Location labeling records
┌──

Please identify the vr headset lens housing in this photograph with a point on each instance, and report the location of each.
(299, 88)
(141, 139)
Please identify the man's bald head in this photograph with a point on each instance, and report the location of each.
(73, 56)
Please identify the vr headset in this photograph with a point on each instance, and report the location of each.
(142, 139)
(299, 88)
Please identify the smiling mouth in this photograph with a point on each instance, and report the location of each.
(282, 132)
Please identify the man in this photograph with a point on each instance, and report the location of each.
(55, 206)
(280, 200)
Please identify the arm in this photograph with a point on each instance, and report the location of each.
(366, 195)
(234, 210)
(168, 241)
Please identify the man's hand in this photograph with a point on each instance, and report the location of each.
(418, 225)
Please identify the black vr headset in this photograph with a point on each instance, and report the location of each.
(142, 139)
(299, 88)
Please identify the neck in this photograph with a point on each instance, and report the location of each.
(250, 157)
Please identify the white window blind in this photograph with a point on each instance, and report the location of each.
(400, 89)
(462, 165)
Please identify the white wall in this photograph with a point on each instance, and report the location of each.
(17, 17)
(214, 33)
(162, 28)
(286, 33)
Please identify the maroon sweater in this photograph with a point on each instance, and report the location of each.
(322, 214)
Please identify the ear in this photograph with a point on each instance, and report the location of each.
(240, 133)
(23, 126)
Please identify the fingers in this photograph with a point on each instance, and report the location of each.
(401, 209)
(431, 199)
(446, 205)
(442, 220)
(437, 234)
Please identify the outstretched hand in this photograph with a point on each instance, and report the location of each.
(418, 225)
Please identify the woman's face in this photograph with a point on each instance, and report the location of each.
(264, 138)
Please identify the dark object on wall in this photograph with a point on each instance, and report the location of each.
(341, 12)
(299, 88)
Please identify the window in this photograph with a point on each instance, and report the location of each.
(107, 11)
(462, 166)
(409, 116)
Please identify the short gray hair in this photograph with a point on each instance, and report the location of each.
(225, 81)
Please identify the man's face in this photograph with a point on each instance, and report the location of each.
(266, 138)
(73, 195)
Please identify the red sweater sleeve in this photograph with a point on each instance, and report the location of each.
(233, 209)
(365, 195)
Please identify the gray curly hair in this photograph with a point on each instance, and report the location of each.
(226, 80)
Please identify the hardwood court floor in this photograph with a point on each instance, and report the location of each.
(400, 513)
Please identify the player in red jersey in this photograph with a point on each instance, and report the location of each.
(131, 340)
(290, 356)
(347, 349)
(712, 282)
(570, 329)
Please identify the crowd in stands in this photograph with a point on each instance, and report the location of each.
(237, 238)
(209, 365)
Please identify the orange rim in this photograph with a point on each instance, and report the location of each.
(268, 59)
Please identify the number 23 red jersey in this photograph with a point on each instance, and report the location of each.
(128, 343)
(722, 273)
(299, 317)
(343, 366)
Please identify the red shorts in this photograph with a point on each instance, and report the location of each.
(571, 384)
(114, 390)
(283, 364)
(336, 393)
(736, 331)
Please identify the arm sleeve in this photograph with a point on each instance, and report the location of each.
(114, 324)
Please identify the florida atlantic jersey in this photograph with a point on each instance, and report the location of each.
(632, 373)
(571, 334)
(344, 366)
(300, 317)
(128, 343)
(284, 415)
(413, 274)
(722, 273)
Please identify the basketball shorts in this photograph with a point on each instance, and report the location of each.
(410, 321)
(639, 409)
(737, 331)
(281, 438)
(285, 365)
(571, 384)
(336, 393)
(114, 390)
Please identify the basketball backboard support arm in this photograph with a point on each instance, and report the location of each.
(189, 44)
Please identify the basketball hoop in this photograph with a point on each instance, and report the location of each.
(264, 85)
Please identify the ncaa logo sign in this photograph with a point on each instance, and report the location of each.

└──

▶ **STATED EXERCISE**
Rewrite the records above, starting at the line that contains "Please identify the basketball backboard" and continuing through the final line of the records, with "basketball hoop" swapped for "basketball rim" and nothing else changed. Give only those lines.

▶ **ANSWER FOR THIS EXERCISE**
Please identify the basketball backboard support arm in this photograph with a point on each instance, and report the location of each.
(189, 44)
Please identify the basketball rim in this photograph with a point on each instance, and report the location of each.
(264, 85)
Please identify the ncaa logo sign in this photograph with a point on each instance, and report the location of each.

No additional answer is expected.